# EXTRACTED TEXT:
# Ride Society??



## Guest (Jan 7, 2009)

Last year my k2 was stolen and I ended up replacing it with the society. It handles very well.. I forget how the core was made but it improves handling from tail to nose. Not much park time for me though, my mountain doesn't have a big park, 2 rails and a kicker with too many people to make it fun. I bought the 157 at 6'0" and it hauls down the slope. I really do enjoy this board. Hope this helps a little but if you have any questions let me know (My first board review and I dont know what to say about it lol).


----------



## Extremo (Nov 6, 2008)

Don't know much about this years but i rode last years and I was impressed by it. Super poppy and responsive. Handles really wall at high speeds and is really stable on bigger jumps. I would buy one.


----------



## Guest (Jan 9, 2009)

# PROVIDED DATA:
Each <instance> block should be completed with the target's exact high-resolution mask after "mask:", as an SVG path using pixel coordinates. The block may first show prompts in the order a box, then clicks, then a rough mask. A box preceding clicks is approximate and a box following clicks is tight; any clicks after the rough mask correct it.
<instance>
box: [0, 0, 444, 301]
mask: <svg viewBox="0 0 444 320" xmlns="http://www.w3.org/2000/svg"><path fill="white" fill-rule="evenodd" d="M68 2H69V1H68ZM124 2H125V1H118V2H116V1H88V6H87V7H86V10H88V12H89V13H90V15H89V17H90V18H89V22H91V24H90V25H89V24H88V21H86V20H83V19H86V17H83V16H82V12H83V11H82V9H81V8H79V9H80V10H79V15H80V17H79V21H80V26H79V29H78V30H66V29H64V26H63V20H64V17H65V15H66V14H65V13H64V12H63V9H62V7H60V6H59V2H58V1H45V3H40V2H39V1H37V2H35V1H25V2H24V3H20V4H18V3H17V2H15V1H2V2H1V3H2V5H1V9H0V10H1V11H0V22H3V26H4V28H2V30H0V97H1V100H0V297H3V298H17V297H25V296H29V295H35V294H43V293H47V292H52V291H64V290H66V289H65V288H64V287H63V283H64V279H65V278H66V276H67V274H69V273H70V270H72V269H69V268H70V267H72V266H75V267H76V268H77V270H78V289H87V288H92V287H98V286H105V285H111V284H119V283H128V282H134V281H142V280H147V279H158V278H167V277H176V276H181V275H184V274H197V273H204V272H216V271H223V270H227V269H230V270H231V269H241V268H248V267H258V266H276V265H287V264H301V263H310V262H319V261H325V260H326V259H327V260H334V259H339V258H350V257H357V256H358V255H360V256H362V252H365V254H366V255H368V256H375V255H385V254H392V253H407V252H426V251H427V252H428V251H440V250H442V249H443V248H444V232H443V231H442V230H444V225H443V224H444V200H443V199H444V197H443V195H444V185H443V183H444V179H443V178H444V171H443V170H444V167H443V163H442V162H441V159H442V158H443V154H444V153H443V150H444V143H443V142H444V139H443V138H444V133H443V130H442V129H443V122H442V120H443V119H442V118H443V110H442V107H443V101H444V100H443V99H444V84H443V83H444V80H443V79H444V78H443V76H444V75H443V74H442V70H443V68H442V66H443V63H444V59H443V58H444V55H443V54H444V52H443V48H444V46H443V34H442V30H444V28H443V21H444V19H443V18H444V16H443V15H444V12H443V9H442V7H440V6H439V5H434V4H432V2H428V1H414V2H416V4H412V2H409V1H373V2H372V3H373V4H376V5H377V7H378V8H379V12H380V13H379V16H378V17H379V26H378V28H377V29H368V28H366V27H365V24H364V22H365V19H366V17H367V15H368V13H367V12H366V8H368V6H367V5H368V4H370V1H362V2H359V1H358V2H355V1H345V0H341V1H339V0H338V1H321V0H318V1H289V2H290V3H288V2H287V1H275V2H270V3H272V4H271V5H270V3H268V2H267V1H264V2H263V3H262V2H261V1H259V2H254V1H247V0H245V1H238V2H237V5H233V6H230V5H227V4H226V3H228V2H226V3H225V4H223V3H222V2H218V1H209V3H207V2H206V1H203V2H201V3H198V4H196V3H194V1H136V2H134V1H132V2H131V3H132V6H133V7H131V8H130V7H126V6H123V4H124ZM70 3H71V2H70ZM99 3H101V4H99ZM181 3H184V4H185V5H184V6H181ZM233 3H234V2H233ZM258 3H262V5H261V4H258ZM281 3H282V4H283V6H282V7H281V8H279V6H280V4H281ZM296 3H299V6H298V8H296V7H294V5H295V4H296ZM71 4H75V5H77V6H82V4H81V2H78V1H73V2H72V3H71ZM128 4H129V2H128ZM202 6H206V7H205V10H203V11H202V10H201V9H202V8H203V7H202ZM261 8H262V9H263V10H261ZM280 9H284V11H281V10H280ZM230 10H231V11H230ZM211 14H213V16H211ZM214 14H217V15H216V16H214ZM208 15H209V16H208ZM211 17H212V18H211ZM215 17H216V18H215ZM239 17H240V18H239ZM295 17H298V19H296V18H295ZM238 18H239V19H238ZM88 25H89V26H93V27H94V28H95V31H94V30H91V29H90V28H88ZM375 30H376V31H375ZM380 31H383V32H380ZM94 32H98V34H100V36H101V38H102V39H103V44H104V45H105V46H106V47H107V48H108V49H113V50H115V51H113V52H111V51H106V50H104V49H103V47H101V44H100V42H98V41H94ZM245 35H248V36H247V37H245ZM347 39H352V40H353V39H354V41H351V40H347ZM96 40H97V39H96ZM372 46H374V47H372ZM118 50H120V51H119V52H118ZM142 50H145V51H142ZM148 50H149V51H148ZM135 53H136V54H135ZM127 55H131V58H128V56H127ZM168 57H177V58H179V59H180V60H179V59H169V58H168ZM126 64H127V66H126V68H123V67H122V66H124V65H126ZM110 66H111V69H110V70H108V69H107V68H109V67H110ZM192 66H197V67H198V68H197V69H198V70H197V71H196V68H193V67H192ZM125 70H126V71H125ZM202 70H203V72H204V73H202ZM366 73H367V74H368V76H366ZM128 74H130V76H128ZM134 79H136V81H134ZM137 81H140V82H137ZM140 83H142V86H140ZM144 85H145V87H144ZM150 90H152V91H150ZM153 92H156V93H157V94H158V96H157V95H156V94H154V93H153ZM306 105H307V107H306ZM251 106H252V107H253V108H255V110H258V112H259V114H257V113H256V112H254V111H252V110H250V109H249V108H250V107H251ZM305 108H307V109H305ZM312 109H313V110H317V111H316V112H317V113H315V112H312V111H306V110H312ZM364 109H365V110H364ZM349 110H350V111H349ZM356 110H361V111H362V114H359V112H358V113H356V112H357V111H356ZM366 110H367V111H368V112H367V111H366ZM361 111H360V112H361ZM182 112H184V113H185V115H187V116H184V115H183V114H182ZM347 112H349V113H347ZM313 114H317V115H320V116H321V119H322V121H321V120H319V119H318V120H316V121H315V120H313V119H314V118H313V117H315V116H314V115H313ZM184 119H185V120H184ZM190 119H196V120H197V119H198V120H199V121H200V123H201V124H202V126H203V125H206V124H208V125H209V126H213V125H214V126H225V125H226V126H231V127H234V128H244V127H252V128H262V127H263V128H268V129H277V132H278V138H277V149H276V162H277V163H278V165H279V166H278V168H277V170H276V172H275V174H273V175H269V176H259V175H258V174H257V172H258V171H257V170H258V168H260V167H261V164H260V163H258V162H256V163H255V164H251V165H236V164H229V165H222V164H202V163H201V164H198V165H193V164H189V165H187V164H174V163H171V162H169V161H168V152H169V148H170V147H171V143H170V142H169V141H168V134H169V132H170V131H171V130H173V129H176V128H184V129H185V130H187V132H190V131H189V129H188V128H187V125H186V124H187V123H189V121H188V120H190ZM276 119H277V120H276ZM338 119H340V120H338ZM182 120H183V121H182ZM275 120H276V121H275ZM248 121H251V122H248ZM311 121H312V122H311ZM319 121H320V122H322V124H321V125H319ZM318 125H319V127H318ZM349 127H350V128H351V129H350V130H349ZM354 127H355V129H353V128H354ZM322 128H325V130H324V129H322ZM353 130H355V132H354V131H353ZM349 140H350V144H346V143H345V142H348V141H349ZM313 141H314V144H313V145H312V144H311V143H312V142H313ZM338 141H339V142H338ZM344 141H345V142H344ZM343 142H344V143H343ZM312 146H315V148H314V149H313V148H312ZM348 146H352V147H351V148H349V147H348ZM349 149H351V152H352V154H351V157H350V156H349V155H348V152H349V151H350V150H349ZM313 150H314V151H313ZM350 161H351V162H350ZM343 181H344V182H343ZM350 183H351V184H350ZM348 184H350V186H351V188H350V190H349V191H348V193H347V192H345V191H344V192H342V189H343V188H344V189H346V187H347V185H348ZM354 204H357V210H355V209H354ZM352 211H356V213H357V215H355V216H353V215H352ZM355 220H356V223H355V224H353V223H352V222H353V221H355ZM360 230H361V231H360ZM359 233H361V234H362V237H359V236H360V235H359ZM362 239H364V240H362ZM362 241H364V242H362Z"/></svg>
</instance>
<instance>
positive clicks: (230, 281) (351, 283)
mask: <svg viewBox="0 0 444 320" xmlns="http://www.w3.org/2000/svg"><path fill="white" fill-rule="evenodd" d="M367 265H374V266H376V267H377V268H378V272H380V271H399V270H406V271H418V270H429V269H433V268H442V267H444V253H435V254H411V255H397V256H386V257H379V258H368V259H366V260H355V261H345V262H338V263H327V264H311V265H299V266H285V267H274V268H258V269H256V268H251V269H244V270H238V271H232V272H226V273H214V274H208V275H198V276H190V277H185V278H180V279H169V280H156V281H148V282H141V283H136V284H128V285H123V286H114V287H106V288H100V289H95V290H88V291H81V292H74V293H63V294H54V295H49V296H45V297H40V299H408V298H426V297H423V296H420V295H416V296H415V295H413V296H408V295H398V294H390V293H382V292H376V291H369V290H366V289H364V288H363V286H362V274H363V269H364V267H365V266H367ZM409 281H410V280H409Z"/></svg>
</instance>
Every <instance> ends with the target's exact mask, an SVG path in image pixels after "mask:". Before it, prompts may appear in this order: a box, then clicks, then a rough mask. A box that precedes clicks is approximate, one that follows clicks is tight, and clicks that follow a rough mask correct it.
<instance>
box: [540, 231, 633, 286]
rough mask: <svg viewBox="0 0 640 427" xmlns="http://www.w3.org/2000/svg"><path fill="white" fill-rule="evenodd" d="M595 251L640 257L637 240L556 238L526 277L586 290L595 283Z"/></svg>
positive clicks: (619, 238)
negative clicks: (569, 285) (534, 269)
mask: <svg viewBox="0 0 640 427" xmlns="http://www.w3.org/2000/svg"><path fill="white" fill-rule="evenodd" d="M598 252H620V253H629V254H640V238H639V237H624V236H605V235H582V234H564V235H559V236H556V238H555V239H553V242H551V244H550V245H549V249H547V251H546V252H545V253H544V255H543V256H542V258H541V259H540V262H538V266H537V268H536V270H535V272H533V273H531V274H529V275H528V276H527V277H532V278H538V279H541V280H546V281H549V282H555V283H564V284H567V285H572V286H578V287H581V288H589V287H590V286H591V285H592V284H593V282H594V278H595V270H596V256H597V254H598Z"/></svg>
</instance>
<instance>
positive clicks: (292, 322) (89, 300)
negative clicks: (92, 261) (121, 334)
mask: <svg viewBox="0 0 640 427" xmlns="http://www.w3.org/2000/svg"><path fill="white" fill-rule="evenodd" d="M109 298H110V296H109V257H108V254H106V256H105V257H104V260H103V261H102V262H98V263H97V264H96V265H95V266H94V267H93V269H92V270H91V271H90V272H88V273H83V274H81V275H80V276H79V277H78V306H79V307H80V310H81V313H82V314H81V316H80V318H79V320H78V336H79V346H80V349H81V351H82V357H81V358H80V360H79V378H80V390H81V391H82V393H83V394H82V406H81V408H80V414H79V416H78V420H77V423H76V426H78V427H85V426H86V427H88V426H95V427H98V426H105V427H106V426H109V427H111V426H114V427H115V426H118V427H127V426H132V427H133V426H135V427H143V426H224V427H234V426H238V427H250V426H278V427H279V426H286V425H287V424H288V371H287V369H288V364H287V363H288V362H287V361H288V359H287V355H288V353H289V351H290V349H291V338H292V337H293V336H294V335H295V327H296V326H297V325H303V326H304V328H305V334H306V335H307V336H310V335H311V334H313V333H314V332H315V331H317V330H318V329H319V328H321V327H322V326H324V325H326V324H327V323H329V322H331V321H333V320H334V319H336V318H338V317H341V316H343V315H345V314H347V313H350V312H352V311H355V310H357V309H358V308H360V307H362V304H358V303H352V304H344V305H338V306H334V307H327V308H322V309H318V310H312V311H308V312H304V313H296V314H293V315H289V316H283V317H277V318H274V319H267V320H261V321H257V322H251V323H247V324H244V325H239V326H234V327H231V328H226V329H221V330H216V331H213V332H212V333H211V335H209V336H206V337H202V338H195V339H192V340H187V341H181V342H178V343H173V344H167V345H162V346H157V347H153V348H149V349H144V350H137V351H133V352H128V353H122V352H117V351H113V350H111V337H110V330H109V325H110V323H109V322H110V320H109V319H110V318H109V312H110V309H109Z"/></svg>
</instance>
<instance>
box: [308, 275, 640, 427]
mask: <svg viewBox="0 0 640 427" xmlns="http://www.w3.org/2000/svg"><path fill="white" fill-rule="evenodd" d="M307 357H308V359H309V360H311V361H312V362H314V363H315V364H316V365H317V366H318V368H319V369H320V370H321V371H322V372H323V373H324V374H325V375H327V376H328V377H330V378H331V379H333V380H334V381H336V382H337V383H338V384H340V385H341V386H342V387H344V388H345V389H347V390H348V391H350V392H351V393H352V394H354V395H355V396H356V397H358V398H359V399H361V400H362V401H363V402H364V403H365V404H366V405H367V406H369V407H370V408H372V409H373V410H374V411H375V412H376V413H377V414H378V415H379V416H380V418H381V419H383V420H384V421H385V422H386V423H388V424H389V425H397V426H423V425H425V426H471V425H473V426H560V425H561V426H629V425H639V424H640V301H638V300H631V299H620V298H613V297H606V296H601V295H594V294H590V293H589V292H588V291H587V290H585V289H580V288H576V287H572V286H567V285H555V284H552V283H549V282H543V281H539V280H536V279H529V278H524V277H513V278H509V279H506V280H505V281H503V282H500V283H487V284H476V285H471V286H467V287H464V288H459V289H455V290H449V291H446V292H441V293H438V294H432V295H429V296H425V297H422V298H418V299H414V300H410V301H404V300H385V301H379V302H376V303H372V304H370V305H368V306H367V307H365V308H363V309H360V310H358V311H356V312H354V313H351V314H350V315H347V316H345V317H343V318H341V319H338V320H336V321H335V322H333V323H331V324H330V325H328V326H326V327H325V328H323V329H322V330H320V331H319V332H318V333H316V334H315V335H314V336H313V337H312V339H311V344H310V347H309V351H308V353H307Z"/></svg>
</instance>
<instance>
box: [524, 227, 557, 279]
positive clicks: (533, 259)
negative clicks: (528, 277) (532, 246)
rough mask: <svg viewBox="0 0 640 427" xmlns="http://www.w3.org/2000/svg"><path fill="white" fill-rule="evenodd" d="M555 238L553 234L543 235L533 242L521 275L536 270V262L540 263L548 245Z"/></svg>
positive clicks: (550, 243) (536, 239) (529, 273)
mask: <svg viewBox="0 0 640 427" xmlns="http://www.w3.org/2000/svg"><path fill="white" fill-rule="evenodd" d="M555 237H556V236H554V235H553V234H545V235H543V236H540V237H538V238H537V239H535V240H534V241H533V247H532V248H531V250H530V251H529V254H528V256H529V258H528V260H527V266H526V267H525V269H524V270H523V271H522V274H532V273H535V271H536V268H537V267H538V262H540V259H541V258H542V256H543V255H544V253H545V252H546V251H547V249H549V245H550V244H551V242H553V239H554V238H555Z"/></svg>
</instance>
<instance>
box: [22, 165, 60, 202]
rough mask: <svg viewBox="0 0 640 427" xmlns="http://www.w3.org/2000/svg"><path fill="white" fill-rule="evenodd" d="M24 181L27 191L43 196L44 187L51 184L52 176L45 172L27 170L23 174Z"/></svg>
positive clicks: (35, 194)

# TO DO:
a) Please sum up the Ride Society thread in two sentences.
b) Carry on the Ride Society thread from the point where it stops.

# ANSWERS BY ITEM:
a) One rider replaced a stolen K2 with the Society, bought the 157 at 6'0", and says it handles well and hauls down the slope, though it sees little park time. Another rider who tried the previous year's model found it super poppy, responsive, and stable at high speeds and on bigger jumps, and would buy one.

b)
I don't know a whole lot about it, but I was researching it for a while. Basically I found out that it's billed by Ride as a freestyle board but a lot of people say it's more of an all mountain board that leans a bit toward freestyle, but is also pretty stable at high speeds. Probably not your board if you want to do super aggressive carving or if you spend all day in the park. Might be your board if you do a mix of everything and like hitting jumps off of natural terrain or packed features.


----------



## Triple8Sol (Nov 24, 2008)

No personal experience, but I've only heard/read good things. I strongly considered one a couple years ago. I have a friend that has been riding one for a couple years and he raves about it.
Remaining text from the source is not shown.